##### Excerpted text

The Monumental Task Facing Bernie Sanders

While the Republican Party presidential primary has largely degenerated into an unpredictable, messy, nasty, free for all, the Democratic Party primary has proceeded mostly along predictable lines. The race has an overwhelming establishment backed favourite candidate (Hillary Clinton) and an insurgent (Bernie Sanders) waging an improbable issue based campaign against her from the left. As it often happens in such contests, the underdog candidate has won a few races and has created a few flutters here and there, but the establishment candidate has been able to lock up the critical contests and is looking on course to register an easy victory in the end.

Political contests dominated by two major candidates are often predictive along demographic lines; i.e. one candidate remains the strongly preferred choice of a certain demographics and vice versa. It is no different in this year’s Democratic Primary. Clinton has been heavily favoured by African American voters and to a lesser extent by Latino voters whereas Sanders has drawn his votes mostly from white voters.

The following chart which shows the performance of Sanders vis-à-vis the black population in each of the fifteen states that have voted so far in the primaries sums up the relationship.

##########
##### Record excerpts

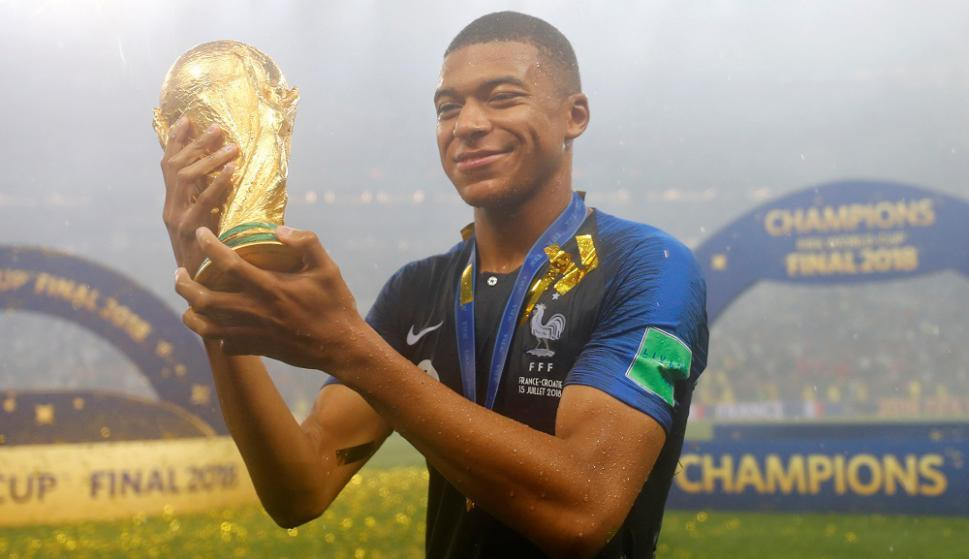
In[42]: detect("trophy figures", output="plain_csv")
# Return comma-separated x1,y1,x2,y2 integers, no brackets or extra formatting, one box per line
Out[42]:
154,41,301,290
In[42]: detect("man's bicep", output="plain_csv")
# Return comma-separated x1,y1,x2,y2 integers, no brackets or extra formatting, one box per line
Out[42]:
555,385,666,508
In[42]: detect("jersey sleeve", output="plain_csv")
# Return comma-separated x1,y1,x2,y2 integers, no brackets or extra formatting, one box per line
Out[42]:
565,236,707,432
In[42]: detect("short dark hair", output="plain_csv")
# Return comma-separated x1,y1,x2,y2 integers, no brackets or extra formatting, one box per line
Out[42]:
444,11,582,94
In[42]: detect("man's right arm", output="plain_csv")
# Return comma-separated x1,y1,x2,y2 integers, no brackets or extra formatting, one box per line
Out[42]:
161,118,391,527
205,340,391,528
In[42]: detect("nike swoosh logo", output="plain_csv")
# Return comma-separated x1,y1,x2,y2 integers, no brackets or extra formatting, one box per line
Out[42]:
407,320,444,345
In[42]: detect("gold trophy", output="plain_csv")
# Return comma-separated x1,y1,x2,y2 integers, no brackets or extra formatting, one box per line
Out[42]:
154,41,301,290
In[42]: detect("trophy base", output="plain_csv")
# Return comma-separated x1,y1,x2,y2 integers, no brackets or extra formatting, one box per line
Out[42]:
195,223,303,291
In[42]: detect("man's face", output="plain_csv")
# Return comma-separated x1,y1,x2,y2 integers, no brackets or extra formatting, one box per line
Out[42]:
434,42,569,207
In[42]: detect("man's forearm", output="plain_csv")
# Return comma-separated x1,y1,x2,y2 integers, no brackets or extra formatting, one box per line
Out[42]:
337,332,625,556
199,340,325,519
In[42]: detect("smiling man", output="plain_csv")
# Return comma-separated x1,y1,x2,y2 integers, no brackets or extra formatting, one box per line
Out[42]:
162,12,707,558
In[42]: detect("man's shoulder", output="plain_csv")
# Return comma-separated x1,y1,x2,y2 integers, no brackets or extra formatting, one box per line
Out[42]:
595,209,699,273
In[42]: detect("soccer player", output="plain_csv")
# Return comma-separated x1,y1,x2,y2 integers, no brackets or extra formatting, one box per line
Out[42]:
162,12,707,558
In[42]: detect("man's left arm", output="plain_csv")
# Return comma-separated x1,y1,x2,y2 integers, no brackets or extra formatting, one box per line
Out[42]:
178,229,700,557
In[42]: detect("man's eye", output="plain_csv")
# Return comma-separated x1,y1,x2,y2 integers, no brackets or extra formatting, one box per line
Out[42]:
437,103,460,118
491,91,518,103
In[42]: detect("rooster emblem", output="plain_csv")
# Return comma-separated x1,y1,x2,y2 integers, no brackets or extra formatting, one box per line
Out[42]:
525,305,565,357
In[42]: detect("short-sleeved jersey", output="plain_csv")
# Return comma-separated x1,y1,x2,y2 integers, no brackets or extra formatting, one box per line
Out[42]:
344,210,707,558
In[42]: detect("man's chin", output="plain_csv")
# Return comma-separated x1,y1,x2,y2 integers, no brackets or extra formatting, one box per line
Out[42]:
457,179,524,209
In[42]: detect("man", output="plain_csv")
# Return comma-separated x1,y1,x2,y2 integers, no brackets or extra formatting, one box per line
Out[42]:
162,12,707,557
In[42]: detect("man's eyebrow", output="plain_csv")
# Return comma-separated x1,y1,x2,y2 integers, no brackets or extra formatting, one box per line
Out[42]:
434,76,526,103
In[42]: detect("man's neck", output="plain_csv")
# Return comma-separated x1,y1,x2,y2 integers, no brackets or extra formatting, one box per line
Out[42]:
474,180,572,274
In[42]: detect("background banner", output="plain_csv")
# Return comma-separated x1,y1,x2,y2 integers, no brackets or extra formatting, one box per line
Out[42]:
669,423,969,515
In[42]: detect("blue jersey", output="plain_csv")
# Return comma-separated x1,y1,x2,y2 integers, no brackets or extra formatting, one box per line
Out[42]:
354,210,707,558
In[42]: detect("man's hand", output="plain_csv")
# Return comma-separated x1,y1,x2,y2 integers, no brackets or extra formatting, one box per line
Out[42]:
175,227,364,370
161,116,239,274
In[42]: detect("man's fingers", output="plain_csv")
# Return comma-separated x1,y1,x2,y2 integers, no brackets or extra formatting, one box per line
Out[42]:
178,144,239,182
189,163,236,225
182,308,223,340
195,227,271,290
276,225,333,268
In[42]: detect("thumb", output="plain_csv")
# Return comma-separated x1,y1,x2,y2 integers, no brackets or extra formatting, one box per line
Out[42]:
276,225,332,268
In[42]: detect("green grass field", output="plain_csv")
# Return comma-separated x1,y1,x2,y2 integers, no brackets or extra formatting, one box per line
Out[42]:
0,439,969,559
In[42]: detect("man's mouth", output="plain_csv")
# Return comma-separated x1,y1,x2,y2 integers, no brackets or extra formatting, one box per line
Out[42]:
454,150,509,171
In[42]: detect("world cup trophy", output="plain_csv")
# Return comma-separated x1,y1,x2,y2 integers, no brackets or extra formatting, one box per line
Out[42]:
154,41,301,290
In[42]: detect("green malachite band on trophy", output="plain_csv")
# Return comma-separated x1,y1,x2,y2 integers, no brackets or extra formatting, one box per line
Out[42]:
225,233,277,248
219,222,276,242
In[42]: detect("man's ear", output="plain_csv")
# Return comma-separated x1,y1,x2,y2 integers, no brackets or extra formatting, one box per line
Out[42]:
565,93,589,143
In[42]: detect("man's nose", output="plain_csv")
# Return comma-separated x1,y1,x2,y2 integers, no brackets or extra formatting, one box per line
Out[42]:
454,101,491,141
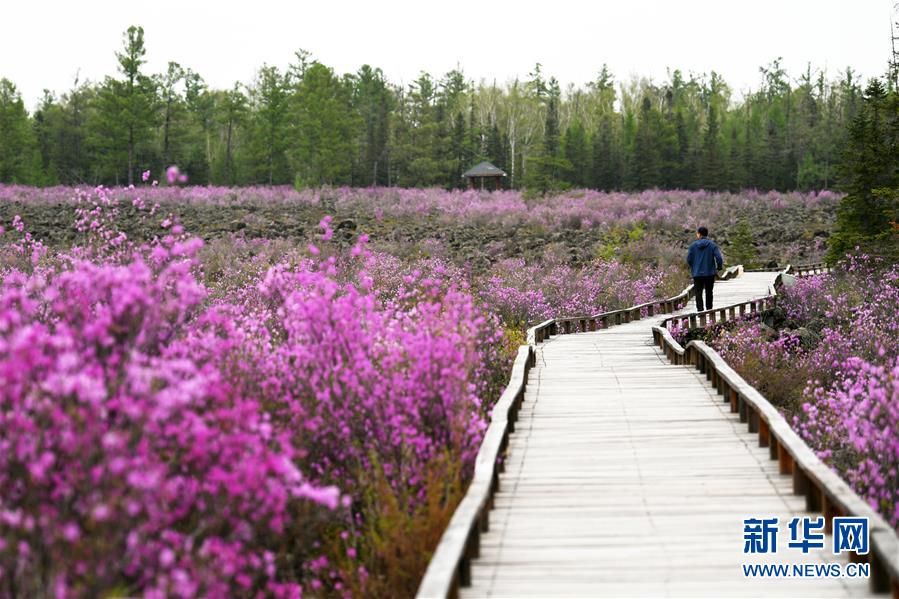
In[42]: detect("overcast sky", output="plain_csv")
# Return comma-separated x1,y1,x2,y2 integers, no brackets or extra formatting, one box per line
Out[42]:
0,0,892,109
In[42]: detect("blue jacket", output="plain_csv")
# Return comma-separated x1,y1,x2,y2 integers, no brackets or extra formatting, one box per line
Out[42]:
687,237,724,277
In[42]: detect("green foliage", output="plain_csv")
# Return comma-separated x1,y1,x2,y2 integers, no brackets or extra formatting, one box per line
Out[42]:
288,62,359,186
0,27,873,193
0,79,37,183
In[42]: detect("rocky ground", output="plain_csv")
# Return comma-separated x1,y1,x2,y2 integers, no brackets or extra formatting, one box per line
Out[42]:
0,196,834,267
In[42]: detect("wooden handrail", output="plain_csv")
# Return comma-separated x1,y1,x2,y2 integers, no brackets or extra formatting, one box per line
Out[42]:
652,326,899,597
416,265,856,598
417,345,536,597
527,264,743,344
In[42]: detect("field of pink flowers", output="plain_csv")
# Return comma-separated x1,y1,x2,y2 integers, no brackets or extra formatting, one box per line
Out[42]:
712,256,899,529
0,180,868,597
0,187,696,597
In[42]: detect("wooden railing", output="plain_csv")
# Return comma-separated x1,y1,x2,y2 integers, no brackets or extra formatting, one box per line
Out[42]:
660,265,792,338
416,266,743,598
527,265,743,344
417,345,535,597
653,326,899,598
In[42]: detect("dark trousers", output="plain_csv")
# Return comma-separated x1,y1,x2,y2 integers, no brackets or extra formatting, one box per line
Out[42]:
693,275,715,312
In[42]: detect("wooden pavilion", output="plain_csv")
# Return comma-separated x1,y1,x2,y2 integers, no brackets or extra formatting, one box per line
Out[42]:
462,161,506,190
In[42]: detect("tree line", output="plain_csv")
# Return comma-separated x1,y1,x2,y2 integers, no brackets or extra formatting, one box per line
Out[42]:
0,27,863,191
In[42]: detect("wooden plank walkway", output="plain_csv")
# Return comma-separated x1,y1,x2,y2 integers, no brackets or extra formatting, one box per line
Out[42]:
460,273,869,597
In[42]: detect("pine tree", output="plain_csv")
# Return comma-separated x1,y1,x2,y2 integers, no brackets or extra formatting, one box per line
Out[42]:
828,79,899,261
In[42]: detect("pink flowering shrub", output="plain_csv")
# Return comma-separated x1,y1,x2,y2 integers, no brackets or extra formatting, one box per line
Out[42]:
0,233,338,597
795,358,899,529
0,189,509,597
713,255,899,528
480,257,681,328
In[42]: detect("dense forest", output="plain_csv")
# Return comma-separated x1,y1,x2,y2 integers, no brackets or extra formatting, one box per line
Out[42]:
0,27,863,191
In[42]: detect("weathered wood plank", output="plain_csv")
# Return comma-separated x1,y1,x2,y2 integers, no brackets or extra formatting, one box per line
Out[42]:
460,273,884,597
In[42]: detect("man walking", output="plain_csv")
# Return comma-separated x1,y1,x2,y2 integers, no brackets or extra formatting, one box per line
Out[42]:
687,227,724,312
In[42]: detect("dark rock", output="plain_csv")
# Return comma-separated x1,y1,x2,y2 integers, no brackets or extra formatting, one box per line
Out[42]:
793,327,821,349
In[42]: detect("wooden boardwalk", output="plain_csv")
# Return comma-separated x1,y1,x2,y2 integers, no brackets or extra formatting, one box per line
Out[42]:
460,273,869,597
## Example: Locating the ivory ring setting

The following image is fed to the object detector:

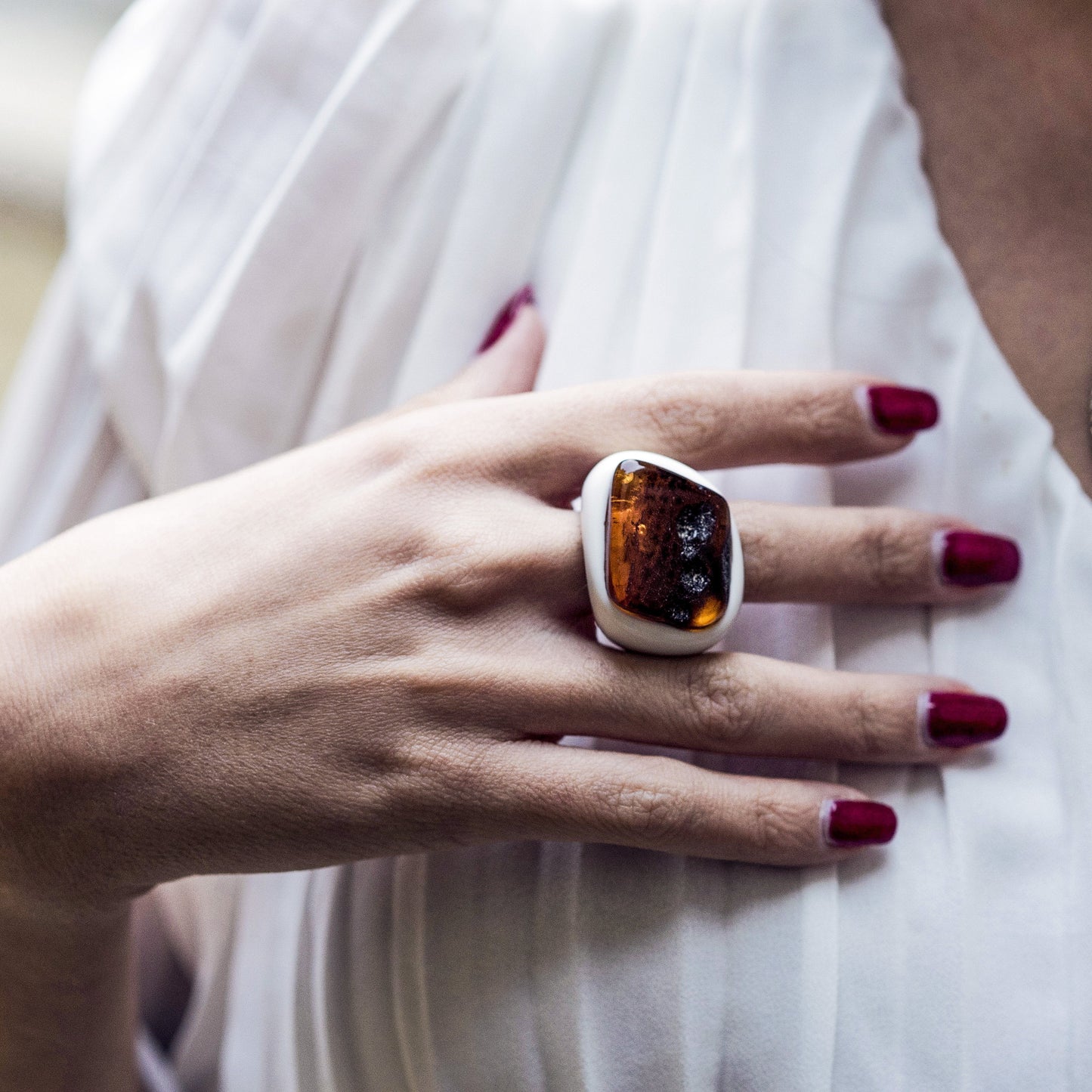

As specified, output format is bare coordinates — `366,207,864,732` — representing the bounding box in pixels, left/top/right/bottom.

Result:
580,451,744,656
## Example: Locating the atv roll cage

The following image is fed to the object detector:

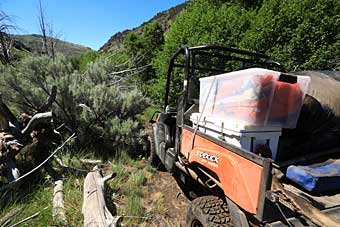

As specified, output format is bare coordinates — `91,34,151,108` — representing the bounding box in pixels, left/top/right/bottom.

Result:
164,45,284,108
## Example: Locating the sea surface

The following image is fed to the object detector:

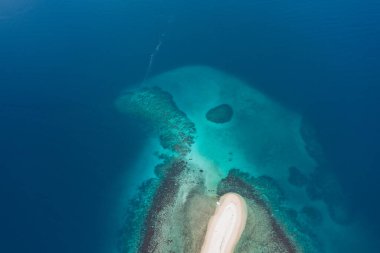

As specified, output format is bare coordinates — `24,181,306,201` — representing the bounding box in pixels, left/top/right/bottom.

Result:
0,0,380,253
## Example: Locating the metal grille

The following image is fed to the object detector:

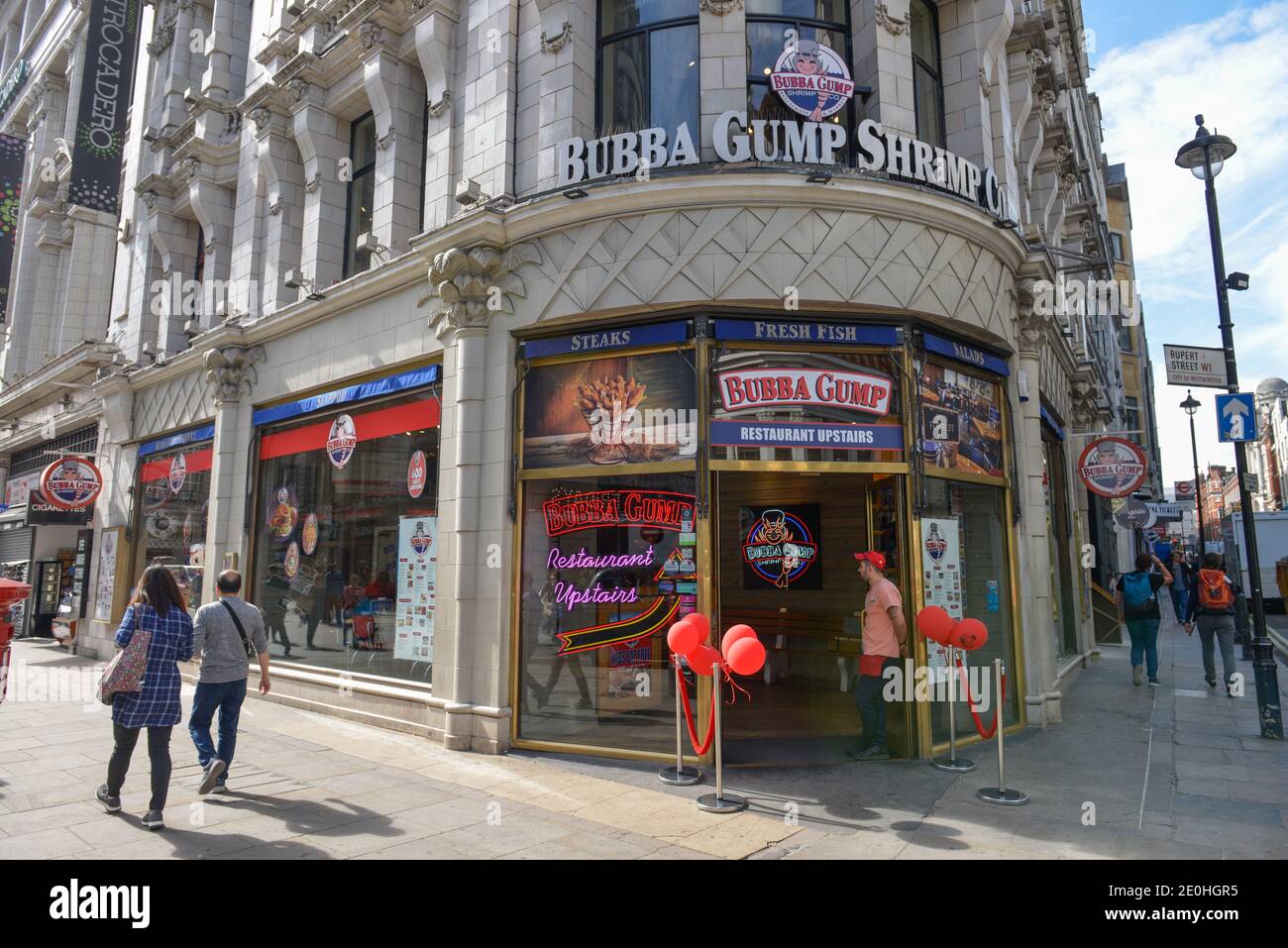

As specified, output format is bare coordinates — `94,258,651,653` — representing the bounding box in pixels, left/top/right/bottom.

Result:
9,425,98,477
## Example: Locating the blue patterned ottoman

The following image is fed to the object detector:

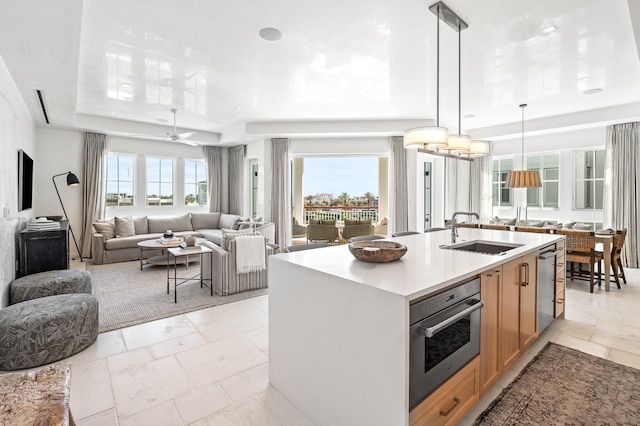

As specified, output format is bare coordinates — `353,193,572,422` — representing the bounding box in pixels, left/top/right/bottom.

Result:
10,269,91,305
0,294,98,370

##########

Reproduce the full article on the Sanders campaign word for word. These rows have no connection to the article on the Sanders campaign.

Task result -
The Monumental Task Facing Bernie Sanders

While the Republican Party presidential primary has largely degenerated into an unpredictable, messy, nasty, free for all, the Democratic Party primary has proceeded mostly along predictable lines. The race has an overwhelming establishment backed favourite candidate (Hillary Clinton) and an insurgent (Bernie Sanders) waging an improbable issue based campaign against her from the left. As it often happens in such contests, the underdog candidate has won a few races and has created a few flutters here and there, but the establishment candidate has been able to lock up the critical contests and is looking on course to register an easy victory in the end.

Political contests dominated by two major candidates are often predictive along demographic lines; i.e. one candidate remains the strongly preferred choice of a certain demographics and vice versa. It is no different in this year’s Democratic Primary. Clinton has been heavily favoured by African American voters and to a lesser extent by Latino voters whereas Sanders has drawn his votes mostly from white voters.

The following chart which shows the performance of Sanders vis-à-vis the black population in each of the fifteen states that have voted so far in the primaries sums up the relationship.